_Region annotation entries_
* * *

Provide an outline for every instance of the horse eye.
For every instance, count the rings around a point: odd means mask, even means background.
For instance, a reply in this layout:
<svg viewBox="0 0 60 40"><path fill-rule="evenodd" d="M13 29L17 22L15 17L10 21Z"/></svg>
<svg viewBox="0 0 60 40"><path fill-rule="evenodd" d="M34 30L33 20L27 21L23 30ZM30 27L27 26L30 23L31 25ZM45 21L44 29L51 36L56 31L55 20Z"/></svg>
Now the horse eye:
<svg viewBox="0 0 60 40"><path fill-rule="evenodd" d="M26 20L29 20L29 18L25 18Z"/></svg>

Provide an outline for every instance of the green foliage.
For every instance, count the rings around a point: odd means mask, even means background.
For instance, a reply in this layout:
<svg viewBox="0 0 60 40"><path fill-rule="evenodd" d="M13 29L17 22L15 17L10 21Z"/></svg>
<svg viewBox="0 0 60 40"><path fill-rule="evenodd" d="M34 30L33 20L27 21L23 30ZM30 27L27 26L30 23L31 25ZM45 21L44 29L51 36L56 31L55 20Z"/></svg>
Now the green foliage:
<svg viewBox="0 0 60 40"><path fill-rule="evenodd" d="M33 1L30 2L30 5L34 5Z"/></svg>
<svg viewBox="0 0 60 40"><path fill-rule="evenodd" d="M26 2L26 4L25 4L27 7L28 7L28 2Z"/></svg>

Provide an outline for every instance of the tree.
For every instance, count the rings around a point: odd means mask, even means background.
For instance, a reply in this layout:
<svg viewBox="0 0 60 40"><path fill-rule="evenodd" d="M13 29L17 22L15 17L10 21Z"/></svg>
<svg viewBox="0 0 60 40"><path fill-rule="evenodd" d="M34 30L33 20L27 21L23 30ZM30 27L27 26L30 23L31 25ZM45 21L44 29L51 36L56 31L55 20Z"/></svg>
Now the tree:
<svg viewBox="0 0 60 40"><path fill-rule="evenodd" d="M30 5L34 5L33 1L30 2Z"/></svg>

* * *

Write out, word for word, every line from the one containing "Provide an outline for every instance of the green" through the last line of the records above.

Provide an outline for every instance of the green foliage.
For every instance, count the rings around a point: odd means mask, even means background.
For instance, a reply in this layout:
<svg viewBox="0 0 60 40"><path fill-rule="evenodd" d="M13 29L17 22L15 17L10 21Z"/></svg>
<svg viewBox="0 0 60 40"><path fill-rule="evenodd" d="M34 30L33 20L27 21L23 30ZM30 27L27 26L30 23L31 25ZM45 21L44 29L51 36L56 31L55 20Z"/></svg>
Now the green foliage:
<svg viewBox="0 0 60 40"><path fill-rule="evenodd" d="M33 1L30 2L30 5L34 5Z"/></svg>
<svg viewBox="0 0 60 40"><path fill-rule="evenodd" d="M26 2L26 4L25 4L27 7L28 7L28 2Z"/></svg>

Provide an outline for every instance of the tree.
For every instance, count the rings around a point: odd means mask, even means background.
For instance, a reply in this layout:
<svg viewBox="0 0 60 40"><path fill-rule="evenodd" d="M13 29L17 22L15 17L10 21Z"/></svg>
<svg viewBox="0 0 60 40"><path fill-rule="evenodd" d="M34 30L33 20L27 21L23 30ZM30 27L27 26L30 23L31 25ZM45 21L44 29L51 36L56 31L55 20Z"/></svg>
Now the tree:
<svg viewBox="0 0 60 40"><path fill-rule="evenodd" d="M30 5L34 5L33 1L30 2Z"/></svg>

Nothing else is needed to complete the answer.